• Material provided:
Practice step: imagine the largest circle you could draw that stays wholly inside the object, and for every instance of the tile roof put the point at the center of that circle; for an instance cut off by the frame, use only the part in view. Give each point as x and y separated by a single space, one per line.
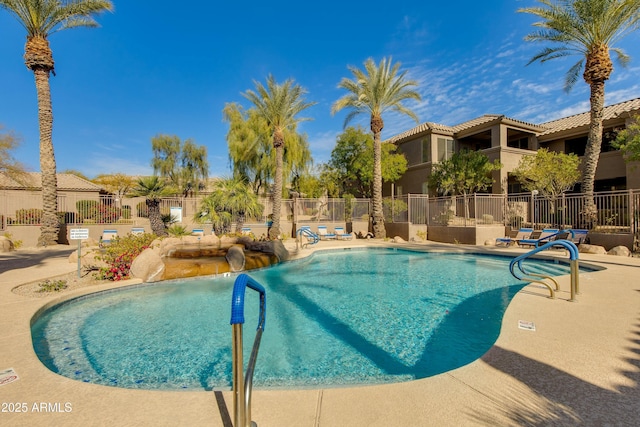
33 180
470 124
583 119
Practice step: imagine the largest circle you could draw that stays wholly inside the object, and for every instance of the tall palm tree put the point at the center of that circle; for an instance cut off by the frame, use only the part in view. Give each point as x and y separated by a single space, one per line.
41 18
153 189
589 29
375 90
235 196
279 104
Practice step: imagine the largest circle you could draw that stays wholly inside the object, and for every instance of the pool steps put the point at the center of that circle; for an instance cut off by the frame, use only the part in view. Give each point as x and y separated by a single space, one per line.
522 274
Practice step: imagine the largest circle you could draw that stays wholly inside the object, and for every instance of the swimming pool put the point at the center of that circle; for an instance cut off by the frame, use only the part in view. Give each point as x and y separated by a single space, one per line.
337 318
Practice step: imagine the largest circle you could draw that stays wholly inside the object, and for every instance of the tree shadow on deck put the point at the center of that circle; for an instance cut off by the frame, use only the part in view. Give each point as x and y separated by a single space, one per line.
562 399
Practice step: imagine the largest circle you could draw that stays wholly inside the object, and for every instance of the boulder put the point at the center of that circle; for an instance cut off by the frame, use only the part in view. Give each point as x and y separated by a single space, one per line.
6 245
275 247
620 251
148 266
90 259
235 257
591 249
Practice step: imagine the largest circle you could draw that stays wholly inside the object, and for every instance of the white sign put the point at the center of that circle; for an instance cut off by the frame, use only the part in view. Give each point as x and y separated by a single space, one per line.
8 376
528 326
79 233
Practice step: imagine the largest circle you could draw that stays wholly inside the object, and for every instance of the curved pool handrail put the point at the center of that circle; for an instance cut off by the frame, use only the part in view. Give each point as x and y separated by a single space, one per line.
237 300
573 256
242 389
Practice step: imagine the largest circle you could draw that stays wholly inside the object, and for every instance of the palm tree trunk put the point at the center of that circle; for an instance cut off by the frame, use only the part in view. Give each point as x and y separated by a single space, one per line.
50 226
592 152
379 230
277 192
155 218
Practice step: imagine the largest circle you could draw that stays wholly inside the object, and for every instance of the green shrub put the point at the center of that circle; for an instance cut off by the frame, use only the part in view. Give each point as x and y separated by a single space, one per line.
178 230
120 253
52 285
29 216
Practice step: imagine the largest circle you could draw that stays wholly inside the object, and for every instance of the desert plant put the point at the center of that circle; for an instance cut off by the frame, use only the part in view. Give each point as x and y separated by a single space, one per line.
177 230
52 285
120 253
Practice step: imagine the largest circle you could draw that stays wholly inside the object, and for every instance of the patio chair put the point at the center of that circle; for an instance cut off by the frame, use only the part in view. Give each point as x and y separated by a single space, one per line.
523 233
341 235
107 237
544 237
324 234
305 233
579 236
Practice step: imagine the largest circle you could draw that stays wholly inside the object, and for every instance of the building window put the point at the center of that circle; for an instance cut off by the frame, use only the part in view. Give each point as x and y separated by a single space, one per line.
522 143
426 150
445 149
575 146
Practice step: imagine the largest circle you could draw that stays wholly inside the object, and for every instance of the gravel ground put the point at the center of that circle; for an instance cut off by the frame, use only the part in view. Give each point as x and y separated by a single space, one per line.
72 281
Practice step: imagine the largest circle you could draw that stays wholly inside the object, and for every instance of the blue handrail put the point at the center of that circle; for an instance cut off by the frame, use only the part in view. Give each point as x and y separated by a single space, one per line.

• Task goal: Please write out all of the material above without changing a word, and omit any pictures.

• Answer space:
Practice step: imagine the largest circle you could draw that stays wholly inside the object, and for every instance of the tile roof put the point at the center of that circle; for an instance cut off by the frame, use only the part in view. Give each point as x and y separated by a single space, one per line.
33 180
470 124
583 119
Practice step: imagine the largest circle you could draw that stays wholly inside the object, and for every instance of the tall palm tree put the point at the center of that circle; for an instance cut off by the frame, use only the part in view. Give each point as x and y separated by a single space, one per line.
41 18
153 189
589 29
375 90
235 196
279 104
Practice step: imagine the largest circle you could draw that stays wholly inside the object, and for every instance of the pool steps put the point at the center of that circle; for an instance cut off by the frame, use only the part in view. Give each point as x and y separated by a single space, one per line.
522 274
Practice step: imagine the largest circle you could draw that stays wholly inside the object, and for every instance of the swimming pool put the point at the center of that circle; for an instance cut off by the frame, use only the part in view. Give each point as x and y separated by a single space, one per line.
337 318
Practice step: imagine the largest circle you could draw that stays wholly inside the object, and for every instance of the tree shadow on deck put the point at the center of that circle; for an instance cut off by the frame, use only the part in view. Give each point as x and y separated by a single space, one per line.
562 399
Practice step: imagine the largest circle you could draw that stays wholly inside the object, and for every instance of the boulder put the point at the center of that circle; for an instance cut off by the frame, use only the part in view. Give each point as x and y separated by a single space, one per line.
6 245
275 247
620 251
148 266
90 259
235 257
591 249
Practice step: imagine the largest circle you could draw that stays wholly inside the object, and for every instance of the white sign put the point at the center of that circle; for an instance cut off by the frame, use only the part in view. Give each point as x and y separated by a single space, one per line.
8 376
528 326
79 233
Practice step: imagine the largest circle you could draw that stays wholly inside the object, and for every instance of the curved pool handrail put the point at the center of that circle; for an instance cut off by the frame, use only the part in view. Give each point as x and y separated by a single space, one per line.
237 300
573 256
242 389
Practice step: imagine the largest circle you could draw that stays wholly inside the object, and for every instance of the palm tree trunk put the point at the center of that circle; for an instance cut off by the frame, use only the part in view. Give each point as x and y separated by a single space, one per line.
50 226
592 152
379 230
277 192
155 218
Practice step: imagine the largest circle you could draw that stays wholly inside the object, and for every instance of the green shrub put the point at the center of that circle; for an instance cut off by the frame, use only the part in view. Give each point as x and y separated by a single space, one per line.
178 230
120 253
52 285
29 216
Practice step: imagine the largest circle you could draw that stays wholly inside the object, and for every instance of the desert plant put the point at the center of that circle; for an instance cut off by the frame, use only the part in view. Give each point as x and y separated by a single space, one per line.
177 230
52 285
120 253
Practice step: imagine the largest circle you could draw that stays wholly inside the object, and for every instance of the patio chair put the point at the center of that circle; for an instance cut off by the frame, use only the part in view. Give each point as x and y separated by a single space, one per line.
523 233
341 235
107 237
544 237
324 234
305 233
579 236
Practice step: imagine the largest circle you could draw that stays wholly inside the object, and for every instance of the building window put the point at the center of that circle; for an instance cut off by the frame, use only the part in view. Give each point as x and y separated by a single space, one per line.
522 143
426 150
445 149
575 146
Practice step: imagine the largest circle you could draw that stays wholly inside the object, and for every instance of the gravel ground put the point at the center of that circle; for an instance cut off by the frame, use only the part in view. Give each point as x and y separated by a single space, one per line.
72 281
Practice step: imagine the largest circle you could draw that stays wholly inside the object, and for every instance of the blue handrail put the point at the center of that circle; for an instance cut off by the frame, use only the part in view. Give each point as x and y separated by a single space, one per line.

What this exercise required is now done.